_Text block_:
==============================

I can’t predict what will occur, but I believe that tech will lead the markets higher over the next several years. Below I constructed a table that includes the number of shares outstanding and what the 2023 and 2025 projected EPS will be for AAPL, MSFT, NVDA, ORCL, AVGO, and CSCO. Then I multiplied these out to indicate what the 2023 and 2025 earnings from operations would look like. Based on the analyst projections , we are projected to see double-digit earnings growth over the next 2 years from DGRW’s largest tech companies. APPL will see a 21.78% projected increase in their earnings from operations, while MSFT will see a 30.50% projected increase.

Steven Fiorillo, Seeking Alpha

When I look at what the forward earnings estimates are projected to be, then take into account what the ST. Louis Fed is projecting for interest rates, I believe the markets will appreciate. While the Fed has indicated, we will see 2 more hikes, the St. Louis Fed indicates that rates will decline to 4.6% in 2024 and 3.4% in 2025. As rates come down, I believe it will lead to business expansion as more companies will be willing to borrow as the cost of capital declines. If this occurs, more money will be spent throughout the economy and should increase the earnings power for publicly traded companies. With the way that DGRW is constructed, I think the fund is positioned to benefit and could replicate its performance compared to total market and index funds.

==============================

_Tasks to carry out_:
1/ Reproduce the part of the DGRW passage that opens with the words containing "Steven Fiorillo, Seeking" and closes with "and index funds.".
2/ In the DGRW passage, what interest rates does the St. Louis Fed project for 2024 and 2025?
The data after this point is separate material, unrelated to the DGRW passage.

_Provided data_:
==============================

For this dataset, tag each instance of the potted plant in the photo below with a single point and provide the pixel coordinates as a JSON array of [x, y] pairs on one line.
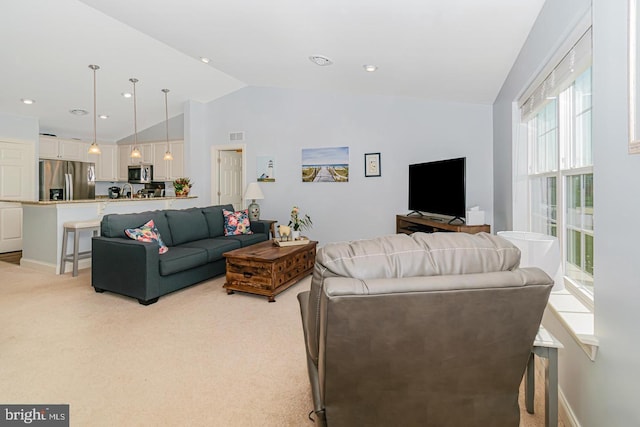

==============================

_Worked solutions_:
1/
Steven Fiorillo, Seeking Alpha

When I look at what the forward earnings estimates are projected to be, then take into account what the ST. Louis Fed is projecting for interest rates, I believe the markets will appreciate. While the Fed has indicated, we will see 2 more hikes, the St. Louis Fed indicates that rates will decline to 4.6% in 2024 and 3.4% in 2025. As rates come down, I believe it will lead to business expansion as more companies will be willing to borrow as the cost of capital declines. If this occurs, more money will be spent throughout the economy and should increase the earnings power for publicly traded companies. With the way that DGRW is constructed, I think the fund is positioned to benefit and could replicate its performance compared to total market and index funds.

2/ 4.6% in 2024 and 3.4% in 2025.